Provided passage

—————

A planet gear is preferably used as a gearing, whereby said planet gear comprises an input shaft coupled to the electric motor, an output shaft and a gearing housing coupled to the input shaft and to the output shaft. According to the invention the input shaft, the output shaft and the gearing housing are mounted so as to be rotatable in the carriage, whereby one of the drive elements is coupled to the gearing housing and the other drive element is coupled to the output shaft. It is in principle also possible to couple one of said drive elements or a further drive element to the input shaft. This is the case in particular when a further gearing is integrated within the motor.
The main structure of a planet gear is shown and described for example at http://de.wikepedia.org/wiki/Planetengetriebe. Planet gears typically comprise a planet carrier rotatable about an axis of rotation, having at least one toothed planet wheel arranged on the planet carrier, said planet wheel being coupled on the one hand to a centrally arranged, toothed sun wheel and on the other hand to a hollow wheel having an inner toothing. The planet wheels rotate around the sun wheel and thereby roll on the inner toothing of the hollow wheel. If the hollow wheel is held stationary, a certain number of rotations of the planet wheels and thus a corresponding number of rotations of the sun wheel arise with each rotation of the planet carrier. If the output shaft is held stationary with the sun wheel, the hollow wheel rotates on the other hand.
According to the invention the planet gear is installed and mounted such that all parts are mounted so that they can rotate. The hollow wheel and the output shaft are thus driven by the drive motor and the input shaft and are each equipped with a preferably toothed first or second drive element.
The input shaft or the output shaft can thereby be coupled to the planet wheels or the carrier thereof or to the sun wheel. The hollow wheel is fixedly connected to the housing of the planet gear, which thus rotates at the same angular speed as the hollow wheel. The rotation axes of the input shaft, the output shaft and the gearing housing preferably extend coaxially with each other, meaning that the drive device can have an extraordinarily compact structure.
The drive device is preferably incorporated into the carriage such that the rotation axes of the output shaft and of the gearing housing are perpendicular to the main axis of the rail and preferably perpendicular or parallel to the rotation axes of the running wheels. The drive device can therefore be integrated into the carriage in a horizontal, longitudinal, transverse or vertical position. The drive elements can thereby effect in varied ways, directly or indirectly, the displacement and rotation of the separation element or the drive of the carriage.

—————

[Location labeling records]
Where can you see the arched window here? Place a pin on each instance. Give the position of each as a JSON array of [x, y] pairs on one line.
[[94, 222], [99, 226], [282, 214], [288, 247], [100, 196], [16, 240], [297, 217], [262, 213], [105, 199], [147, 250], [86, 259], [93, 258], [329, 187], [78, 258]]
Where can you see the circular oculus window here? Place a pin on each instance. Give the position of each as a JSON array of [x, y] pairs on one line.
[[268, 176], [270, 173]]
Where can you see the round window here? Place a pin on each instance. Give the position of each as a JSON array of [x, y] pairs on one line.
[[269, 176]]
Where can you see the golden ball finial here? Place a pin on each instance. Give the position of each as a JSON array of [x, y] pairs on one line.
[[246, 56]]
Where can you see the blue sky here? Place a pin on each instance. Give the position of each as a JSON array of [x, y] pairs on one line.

—————

Instructions to follow
Reproduce verbatim the portion of the planet gear passage that opens with the words "According to the invention the planet" and closes with "second drive element.". Draw solely on the planet gear passage and on no other source.

Solution to the problem
According to the invention the planet gear is installed and mounted such that all parts are mounted so that they can rotate. The hollow wheel and the output shaft are thus driven by the drive motor and the input shaft and are each equipped with a preferably toothed first or second drive element.